◆ **TEXT SEGMENT**

Rise of the Weirdos

Essays, Featured — By on October 24, 2012 at 1:08 pm

 

The 2012 Major League Baseball season ended about a month ago. We are squarely in the midst of football season, at the beginning of hockey season, and at the beginning of the end of basketball season for the year. So, why a baseball essay now? Because the off-season is a time of reflection for the true fan of the game. Baseball is at a crossroads, and we the fans must consider this. The game has come to a point in its history where it must decide what will continue to make it relevant as it plunges on through the 21st century. Let us reflect upon that, baseball fans. To do that, let us first start with an important truth about the game: there are no more heroes in baseball.

Of course, the sport used to be full of them. It was a hero’s game. But just as surely as Elvis has left the building, the original baseball hero has passed beyond the doors of the clubhouse for good. It’s hard to define exactly what that kind of hero the baseball hero is . . . or was. It might be one of those things you can only identify in its absence. A sort of sports culture hum that, once shut off, causes entire stadiums of fans to look at each other and go, “Did something just . . . happen?” Attempting to define a baseball hero might elicit words like, “class,” “style,” or “character,” but those words don’t define, only describe. At any rate, even a marginal fan of the Great American Pastime could tell you there are definitely no more players, or people for that matter, in the game like Lou Gehrig, Sandy Koufax, Roberto Clemente, or Hank Aaron. Extraordinarily gifted ballplayers and good men. The last of the Great American Baseball Heroes was Cal Ripken Jr., and when he retired from the game in 2001, an entire archetype retired along with him.

It should come as no surprise that the death of the Great American Baseball Hero coincided with the upsurge of the goon. Or, more accurately put, the upsurge of the ‘Roided-Up Cheating Meatheads. The ‘Roided-Up Cheating Meatheads are the players who masqueraded their way through sometimes entire or near-entire careers as baseball heroes, only to be unmasked as the humongous (pun intended), double-dealing cheats they truly are. I’m thinking about Rafael Palmiero wagging his finger at the United States government, literally swearing he never juiced. (When you said, “never” Mr. Palmiero, were you under the impression it was Opposite Day in the Halls of Congress?) Or Mark McGwire, who came back to Major League Baseball, puked out an admission to juicing, shed a few crocodile tears and then asked for a job. As a hitting coach. On the team where he juiced. That’s like letting Gollum run a Cash-For-Gold operation in the Shire. And then there’s Jose Canseco, the most hated of the juicers by his fellow juice-goons, but the most honorable of them, in my humble opinion. “Honorable” because there was no wishy-washy with this guy, no lame-ass excuses (“I juiced for health reasons.” “I’ve always wanted teensy nads.”). Just a book deal full of straight-ahead self-destruction and old fashioned, schoolyard tattletales. I think Mr. Canseco is even coming out with a sequel. Title: The Mitchell Report II: More Juice Than a Florida Welcome Center.

◆ **INFORMATION SUPPLIED**
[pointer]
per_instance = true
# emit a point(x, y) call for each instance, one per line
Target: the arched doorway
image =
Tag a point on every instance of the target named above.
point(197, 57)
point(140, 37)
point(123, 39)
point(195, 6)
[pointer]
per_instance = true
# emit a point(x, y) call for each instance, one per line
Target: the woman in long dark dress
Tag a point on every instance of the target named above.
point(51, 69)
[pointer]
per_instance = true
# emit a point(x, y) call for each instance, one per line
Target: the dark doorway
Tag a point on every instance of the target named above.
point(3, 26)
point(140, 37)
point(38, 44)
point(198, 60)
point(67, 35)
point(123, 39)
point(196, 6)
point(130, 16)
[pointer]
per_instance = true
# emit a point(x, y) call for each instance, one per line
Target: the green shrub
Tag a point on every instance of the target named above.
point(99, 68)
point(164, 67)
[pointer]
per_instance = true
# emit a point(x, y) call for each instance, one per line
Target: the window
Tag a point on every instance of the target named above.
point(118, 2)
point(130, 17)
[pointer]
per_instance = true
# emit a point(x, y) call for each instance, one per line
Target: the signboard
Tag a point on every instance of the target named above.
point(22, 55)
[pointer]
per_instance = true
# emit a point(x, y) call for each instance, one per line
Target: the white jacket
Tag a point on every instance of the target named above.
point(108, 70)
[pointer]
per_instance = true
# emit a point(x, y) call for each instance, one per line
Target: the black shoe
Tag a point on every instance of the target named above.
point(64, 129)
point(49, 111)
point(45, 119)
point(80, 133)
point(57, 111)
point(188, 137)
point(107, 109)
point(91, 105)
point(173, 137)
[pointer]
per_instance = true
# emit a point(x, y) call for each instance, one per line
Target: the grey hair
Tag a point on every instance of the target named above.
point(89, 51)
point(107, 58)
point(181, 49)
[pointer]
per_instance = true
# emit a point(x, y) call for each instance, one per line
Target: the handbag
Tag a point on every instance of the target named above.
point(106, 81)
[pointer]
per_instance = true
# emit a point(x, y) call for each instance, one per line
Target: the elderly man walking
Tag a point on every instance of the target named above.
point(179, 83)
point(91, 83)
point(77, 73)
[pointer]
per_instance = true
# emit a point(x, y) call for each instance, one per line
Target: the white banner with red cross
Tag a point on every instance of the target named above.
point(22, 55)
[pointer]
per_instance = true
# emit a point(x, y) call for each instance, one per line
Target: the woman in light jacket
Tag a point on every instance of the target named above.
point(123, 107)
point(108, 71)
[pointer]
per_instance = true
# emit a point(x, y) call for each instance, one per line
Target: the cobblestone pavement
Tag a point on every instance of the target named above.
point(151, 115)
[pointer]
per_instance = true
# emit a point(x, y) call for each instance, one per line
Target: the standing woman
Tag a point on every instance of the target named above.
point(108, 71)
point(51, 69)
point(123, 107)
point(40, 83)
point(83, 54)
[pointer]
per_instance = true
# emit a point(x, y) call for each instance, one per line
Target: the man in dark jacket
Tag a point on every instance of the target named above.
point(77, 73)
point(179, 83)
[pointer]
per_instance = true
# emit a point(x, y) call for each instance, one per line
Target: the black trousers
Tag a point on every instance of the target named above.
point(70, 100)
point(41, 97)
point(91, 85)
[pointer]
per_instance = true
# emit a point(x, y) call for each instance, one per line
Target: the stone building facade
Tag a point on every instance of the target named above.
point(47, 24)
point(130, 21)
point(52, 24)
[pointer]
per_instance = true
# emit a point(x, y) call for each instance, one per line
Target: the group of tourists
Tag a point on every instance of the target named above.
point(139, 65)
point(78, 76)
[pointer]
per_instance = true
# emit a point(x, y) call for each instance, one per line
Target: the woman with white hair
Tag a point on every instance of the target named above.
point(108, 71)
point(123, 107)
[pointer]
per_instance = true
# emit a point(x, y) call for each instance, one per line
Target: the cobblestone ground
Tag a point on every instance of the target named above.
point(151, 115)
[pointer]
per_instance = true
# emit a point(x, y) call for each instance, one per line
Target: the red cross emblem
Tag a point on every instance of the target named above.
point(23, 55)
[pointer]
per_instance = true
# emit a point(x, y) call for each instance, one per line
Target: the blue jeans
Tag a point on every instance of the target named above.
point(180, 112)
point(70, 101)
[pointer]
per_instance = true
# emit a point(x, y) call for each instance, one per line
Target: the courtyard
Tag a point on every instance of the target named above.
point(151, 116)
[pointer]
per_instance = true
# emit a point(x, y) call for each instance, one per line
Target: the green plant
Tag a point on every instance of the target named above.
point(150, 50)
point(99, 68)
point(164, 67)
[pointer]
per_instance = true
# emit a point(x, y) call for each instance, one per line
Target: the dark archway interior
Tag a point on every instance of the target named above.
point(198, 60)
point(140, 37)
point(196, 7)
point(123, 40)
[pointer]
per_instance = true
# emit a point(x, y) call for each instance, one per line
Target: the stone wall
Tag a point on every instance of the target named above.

◆ **EXERCISES TO COMPLETE**
1. Transcribe the baseball essay, starting at "Rise of the" and ending at "heroes in baseball.".
2. According to the baseball essay, who was the last of the Great American Baseball Heroes, and in what year did he retire?
3. Decide whether each statement agrees with the baseball essay, and support each yes or no with the deciding words from the essay: (a) The 2012 Major League Baseball season had ended about a month before the essay was written. (b) The essay calls Mark McGwire the most honorable of the juicers. (c) After his admission, Mark McGwire asked for a job as a hitting coach.
Base every answer solely on the baseball essay.

◆ **TASK ANSWERS**
1.
Rise of the Weirdos

Essays, Featured — By on October 24, 2012 at 1:08 pm

 

The 2012 Major League Baseball season ended about a month ago. We are squarely in the midst of football season, at the beginning of hockey season, and at the beginning of the end of basketball season for the year. So, why a baseball essay now? Because the off-season is a time of reflection for the true fan of the game. Baseball is at a crossroads, and we the fans must consider this. The game has come to a point in its history where it must decide what will continue to make it relevant as it plunges on through the 21st century. Let us reflect upon that, baseball fans. To do that, let us first start with an important truth about the game: there are no more heroes in baseball.

2. Cal Ripken Jr., who retired from the game in 2001.

3.
(a) Yes: "The 2012 Major League Baseball season ended about a month ago."
(b) No: "Jose Canseco, the most hated of the juicers by his fellow juice-goons, but the most honorable of them"
(c) Yes: "shed a few crocodile tears and then asked for a job. As a hitting coach."